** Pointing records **
──────────

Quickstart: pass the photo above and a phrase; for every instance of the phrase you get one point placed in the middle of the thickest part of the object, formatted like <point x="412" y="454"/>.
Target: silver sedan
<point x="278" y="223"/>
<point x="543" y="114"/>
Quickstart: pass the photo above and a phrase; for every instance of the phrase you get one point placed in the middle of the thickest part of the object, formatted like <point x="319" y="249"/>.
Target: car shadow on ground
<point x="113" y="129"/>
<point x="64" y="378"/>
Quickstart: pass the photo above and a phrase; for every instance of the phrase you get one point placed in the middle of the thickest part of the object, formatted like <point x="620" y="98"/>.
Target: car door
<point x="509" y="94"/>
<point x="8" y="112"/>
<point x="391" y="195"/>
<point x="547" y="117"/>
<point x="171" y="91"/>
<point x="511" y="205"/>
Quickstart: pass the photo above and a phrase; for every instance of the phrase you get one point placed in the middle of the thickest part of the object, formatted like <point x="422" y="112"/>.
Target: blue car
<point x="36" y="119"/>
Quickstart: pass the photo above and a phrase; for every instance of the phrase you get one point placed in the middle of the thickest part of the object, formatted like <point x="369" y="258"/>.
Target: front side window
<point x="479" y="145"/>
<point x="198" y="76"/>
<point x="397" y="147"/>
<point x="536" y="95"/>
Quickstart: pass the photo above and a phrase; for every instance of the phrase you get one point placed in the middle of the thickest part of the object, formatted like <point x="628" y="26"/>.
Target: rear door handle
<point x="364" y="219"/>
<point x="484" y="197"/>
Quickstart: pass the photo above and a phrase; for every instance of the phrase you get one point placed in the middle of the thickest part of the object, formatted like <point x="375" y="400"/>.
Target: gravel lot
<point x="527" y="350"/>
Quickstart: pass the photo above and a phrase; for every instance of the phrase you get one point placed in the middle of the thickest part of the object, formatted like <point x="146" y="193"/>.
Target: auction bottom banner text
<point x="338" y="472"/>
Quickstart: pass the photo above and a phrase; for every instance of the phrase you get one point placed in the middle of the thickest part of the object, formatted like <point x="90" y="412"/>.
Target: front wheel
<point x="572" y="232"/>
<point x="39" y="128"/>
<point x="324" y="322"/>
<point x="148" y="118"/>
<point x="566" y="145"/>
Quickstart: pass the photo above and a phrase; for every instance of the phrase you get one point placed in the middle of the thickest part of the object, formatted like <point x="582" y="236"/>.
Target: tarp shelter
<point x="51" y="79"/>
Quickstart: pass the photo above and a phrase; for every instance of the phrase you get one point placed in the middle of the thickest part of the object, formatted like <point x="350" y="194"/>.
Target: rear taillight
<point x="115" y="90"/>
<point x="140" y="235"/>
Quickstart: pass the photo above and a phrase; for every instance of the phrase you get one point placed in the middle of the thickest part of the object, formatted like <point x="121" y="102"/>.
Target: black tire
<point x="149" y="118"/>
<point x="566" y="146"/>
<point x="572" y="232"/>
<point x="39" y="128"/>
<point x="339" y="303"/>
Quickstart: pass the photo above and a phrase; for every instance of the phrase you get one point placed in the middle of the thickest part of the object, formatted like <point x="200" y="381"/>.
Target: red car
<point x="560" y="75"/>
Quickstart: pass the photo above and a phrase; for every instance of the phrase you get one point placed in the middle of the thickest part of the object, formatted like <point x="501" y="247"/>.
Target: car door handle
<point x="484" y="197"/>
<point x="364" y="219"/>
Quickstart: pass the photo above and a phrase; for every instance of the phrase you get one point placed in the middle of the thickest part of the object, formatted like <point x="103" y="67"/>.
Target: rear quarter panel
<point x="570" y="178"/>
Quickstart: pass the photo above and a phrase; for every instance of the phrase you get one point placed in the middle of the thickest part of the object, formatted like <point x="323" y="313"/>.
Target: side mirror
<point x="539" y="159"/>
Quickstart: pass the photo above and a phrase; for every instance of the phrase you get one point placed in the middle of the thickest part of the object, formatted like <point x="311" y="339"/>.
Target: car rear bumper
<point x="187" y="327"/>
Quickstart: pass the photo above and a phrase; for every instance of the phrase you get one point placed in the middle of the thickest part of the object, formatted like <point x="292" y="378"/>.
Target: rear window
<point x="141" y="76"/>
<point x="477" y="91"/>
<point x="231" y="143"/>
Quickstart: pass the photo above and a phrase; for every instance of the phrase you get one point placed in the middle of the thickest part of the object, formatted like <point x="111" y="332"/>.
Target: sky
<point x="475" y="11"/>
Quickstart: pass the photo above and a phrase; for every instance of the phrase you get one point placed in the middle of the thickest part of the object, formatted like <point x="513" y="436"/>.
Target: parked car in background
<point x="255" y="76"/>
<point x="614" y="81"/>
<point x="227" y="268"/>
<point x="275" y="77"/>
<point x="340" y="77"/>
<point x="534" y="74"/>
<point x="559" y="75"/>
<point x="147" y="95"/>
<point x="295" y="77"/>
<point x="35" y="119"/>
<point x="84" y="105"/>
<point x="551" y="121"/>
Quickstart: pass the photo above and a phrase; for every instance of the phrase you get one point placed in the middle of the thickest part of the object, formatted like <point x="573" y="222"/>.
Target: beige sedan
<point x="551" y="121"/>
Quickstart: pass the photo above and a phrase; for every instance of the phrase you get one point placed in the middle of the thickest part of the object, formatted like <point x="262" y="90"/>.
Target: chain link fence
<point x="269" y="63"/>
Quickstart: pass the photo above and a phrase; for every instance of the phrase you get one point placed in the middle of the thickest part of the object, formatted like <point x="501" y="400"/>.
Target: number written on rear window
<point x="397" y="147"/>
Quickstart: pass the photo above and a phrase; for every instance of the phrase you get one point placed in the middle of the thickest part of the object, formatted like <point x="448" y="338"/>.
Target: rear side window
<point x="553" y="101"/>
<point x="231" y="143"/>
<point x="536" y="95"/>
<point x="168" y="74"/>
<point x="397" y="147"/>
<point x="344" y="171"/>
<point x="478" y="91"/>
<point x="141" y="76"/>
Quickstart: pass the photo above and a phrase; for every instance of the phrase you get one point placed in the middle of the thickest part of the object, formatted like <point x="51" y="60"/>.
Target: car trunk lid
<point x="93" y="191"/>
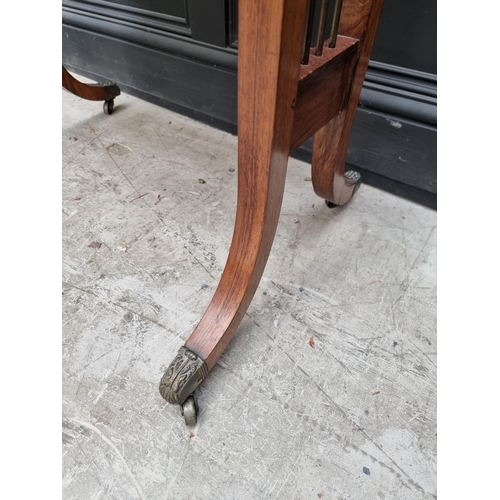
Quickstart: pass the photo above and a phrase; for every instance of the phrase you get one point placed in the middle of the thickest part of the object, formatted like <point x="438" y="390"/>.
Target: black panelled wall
<point x="182" y="54"/>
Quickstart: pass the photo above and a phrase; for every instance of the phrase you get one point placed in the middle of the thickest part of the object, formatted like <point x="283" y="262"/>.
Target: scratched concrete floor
<point x="352" y="417"/>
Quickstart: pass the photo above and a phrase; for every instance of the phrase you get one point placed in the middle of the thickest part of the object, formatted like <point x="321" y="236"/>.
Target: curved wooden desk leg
<point x="270" y="45"/>
<point x="358" y="20"/>
<point x="92" y="92"/>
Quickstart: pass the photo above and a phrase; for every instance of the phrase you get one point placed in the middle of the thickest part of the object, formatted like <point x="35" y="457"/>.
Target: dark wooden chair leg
<point x="92" y="92"/>
<point x="270" y="45"/>
<point x="358" y="20"/>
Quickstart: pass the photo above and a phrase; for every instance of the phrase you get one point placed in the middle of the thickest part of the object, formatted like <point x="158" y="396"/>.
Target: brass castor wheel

──────────

** Problem description **
Repeat the data exactly, dropping every picture it holds.

** Worked answer **
Quickstart: pass the photo above and a phrase; for every instance of the phrase you get one point placed in the middle of the thickest part of the object, formatted like <point x="412" y="454"/>.
Target: silver sedan
<point x="278" y="223"/>
<point x="543" y="114"/>
Quickstart: pass the photo above and a phrase; for every instance of the phrase you get one point placed in the middle of the thickest part of the object, formatted like <point x="319" y="249"/>.
Target: car shadow on ground
<point x="113" y="129"/>
<point x="64" y="378"/>
Quickstart: pass the photo above and a phrase; for every instance of the phrase you get one point placed in the middle of the thickest part of the object, formatted like <point x="620" y="98"/>.
Target: car door
<point x="509" y="94"/>
<point x="8" y="112"/>
<point x="391" y="195"/>
<point x="547" y="117"/>
<point x="171" y="91"/>
<point x="511" y="205"/>
Quickstart: pass the photo above and a phrase; for every instance of the phrase you get one point placed in the middle of the thickest part of the object, formatted like <point x="422" y="112"/>.
Target: blue car
<point x="36" y="119"/>
Quickstart: pass the photo above and a phrase; for every instance of the phrase you get one point placed in the middle of the thickest part of the object, formatted like <point x="369" y="258"/>.
Target: front side window
<point x="479" y="145"/>
<point x="198" y="76"/>
<point x="397" y="147"/>
<point x="536" y="95"/>
Quickstart: pass the photo above and a phrase; for every instance of the phrase you get one point placed in the middle of the thickest part of the object, formatted like <point x="628" y="26"/>.
Target: rear door handle
<point x="364" y="219"/>
<point x="484" y="197"/>
Quickstart: pass the photo above and a phrase; for every instance of the phrase you get one point placed in the middle of the thickest part of the object, formatted like <point x="375" y="400"/>.
Target: gravel lot
<point x="527" y="350"/>
Quickstart: pass the photo above and a phrase; for every instance of the phrase you get one point placed in the middle of the thickest part of the object, formatted like <point x="146" y="193"/>.
Target: auction bottom banner text
<point x="338" y="472"/>
Quickstart: pass the photo above and a phrase; for every instance of the phrase you get one point placed in the middle of the thickest part of the object, formatted like <point x="90" y="412"/>.
Target: front wheel
<point x="572" y="232"/>
<point x="39" y="128"/>
<point x="324" y="322"/>
<point x="148" y="118"/>
<point x="566" y="145"/>
Quickstart: pass the photo above and a phrase; for every instance of the phrase you get one point placed in the middle of the thickest part of the object, formatted like <point x="582" y="236"/>.
Target: tarp shelter
<point x="51" y="79"/>
Quickstart: pass the photo above and a phrase; for every instance of the phrase you get one point placed in the middle of the thickest part of the object, formatted like <point x="350" y="194"/>.
Target: rear taillight
<point x="115" y="90"/>
<point x="140" y="235"/>
Quickstart: pass the photo above and a phrase; for every instance of the phrase you get one point placed in the middle of the thickest part of the object, formatted like <point x="121" y="102"/>.
Target: black tire
<point x="149" y="118"/>
<point x="566" y="146"/>
<point x="572" y="232"/>
<point x="39" y="128"/>
<point x="339" y="303"/>
Quickstart: pass the photo above and a phrase; for every instance of the phrase you get one point placed in the middle of the thickest part of the object, formatted like <point x="200" y="381"/>.
Target: red car
<point x="560" y="75"/>
Quickstart: pass the photo above and a phrase; for every instance of the phrase you get one point placed in the middle of the thickest part of the object, formatted like <point x="501" y="247"/>.
Target: car door handle
<point x="484" y="197"/>
<point x="364" y="219"/>
Quickstart: pass the photo above and a phrase; for every instance of the phrase you get one point placed in the middle of the thickest part of the object, formatted like <point x="103" y="67"/>.
Target: rear quarter panel
<point x="570" y="178"/>
Quickstart: pass the photo above and a phrase; for every instance of the phrase you get one point placed in the middle of the thickest part of the object, formatted like <point x="323" y="313"/>.
Target: side mirror
<point x="539" y="159"/>
Quickstart: pass the photo above and a phrase; for every instance of the phrase you get one point placed in the middle of the thickest part of the object, formatted like <point x="311" y="339"/>.
Target: car rear bumper
<point x="187" y="327"/>
Quickstart: pass the photo above and a phrase; for every instance of the phrase you get one point placed in the middle of the thickest part of the object, formatted like <point x="292" y="378"/>.
Target: rear window
<point x="141" y="76"/>
<point x="477" y="91"/>
<point x="231" y="143"/>
Quickstart: pass the photo above and a phrase; for every instance of the phrase you get one point placed in the middle of the thickest part of the object, formatted like <point x="111" y="332"/>.
Target: sky
<point x="475" y="11"/>
Quickstart: pass the photo above and a phrase; for every instance of the phrase you get one point placed in the middle of the thickest part of the object, formatted like <point x="513" y="436"/>.
Target: parked car in background
<point x="255" y="76"/>
<point x="614" y="81"/>
<point x="227" y="268"/>
<point x="275" y="77"/>
<point x="340" y="77"/>
<point x="534" y="74"/>
<point x="559" y="75"/>
<point x="147" y="95"/>
<point x="295" y="77"/>
<point x="35" y="119"/>
<point x="84" y="105"/>
<point x="551" y="121"/>
Quickstart: pass the photo above and a phrase; for every instance of the phrase you get one point placed in the middle of the thickest part of the object, formatted like <point x="573" y="222"/>.
Target: beige sedan
<point x="551" y="121"/>
Quickstart: pass the photo above and a phrase; for every instance of the phrase you get one point placed in the middle of the thickest part of the object, formatted like <point x="262" y="90"/>.
Target: chain link fence
<point x="269" y="63"/>
Quickstart: pass the photo above and a phrase; for every instance of the phrase you get one point placed in the middle of the thickest part of the object, formatted like <point x="501" y="400"/>.
Target: number written on rear window
<point x="397" y="147"/>
Quickstart: pass the photo above and a phrase; for every instance of the phrase you get one point placed in the middle of the thickest part of the object, formatted like <point x="448" y="338"/>.
Target: rear side window
<point x="553" y="101"/>
<point x="231" y="143"/>
<point x="536" y="95"/>
<point x="168" y="74"/>
<point x="397" y="147"/>
<point x="344" y="171"/>
<point x="478" y="91"/>
<point x="141" y="76"/>
Quickstart: pass the photo above and a phrase; for every instance of the phrase you get one point placed in the middle of the thickest part of the object, formatted like <point x="51" y="60"/>.
Target: car trunk lid
<point x="93" y="191"/>
Quickstart: pass the photo above and a phrase; for every instance of the phrase you get one point placed in the middle of the thickest part of the object, formatted like <point x="438" y="390"/>.
Target: black panelled wall
<point x="182" y="54"/>
Quickstart: pass the photo above and a phrase; for every instance of the phrase you get one point placed in the middle of the thickest part of the object, formatted like <point x="283" y="262"/>.
Target: scratched concrete floor
<point x="352" y="417"/>
Quickstart: pass the photo above and a phrase; for every instance of the phrase you get one point placed in the middle of the thickest part of the object, formatted like <point x="321" y="236"/>.
Target: curved wooden desk leg
<point x="270" y="45"/>
<point x="358" y="20"/>
<point x="92" y="92"/>
Quickstart: pass the photo above and a phrase; for every instance of the phrase you get one point placed in the middle of the thickest part of the object, formatted like <point x="35" y="457"/>.
Target: dark wooden chair leg
<point x="92" y="92"/>
<point x="270" y="45"/>
<point x="358" y="20"/>
Quickstart: pass the photo above and a phrase; for every instance of the phrase you get one point placed in the middle of the thickest part of the object, formatted like <point x="158" y="396"/>.
Target: brass castor wheel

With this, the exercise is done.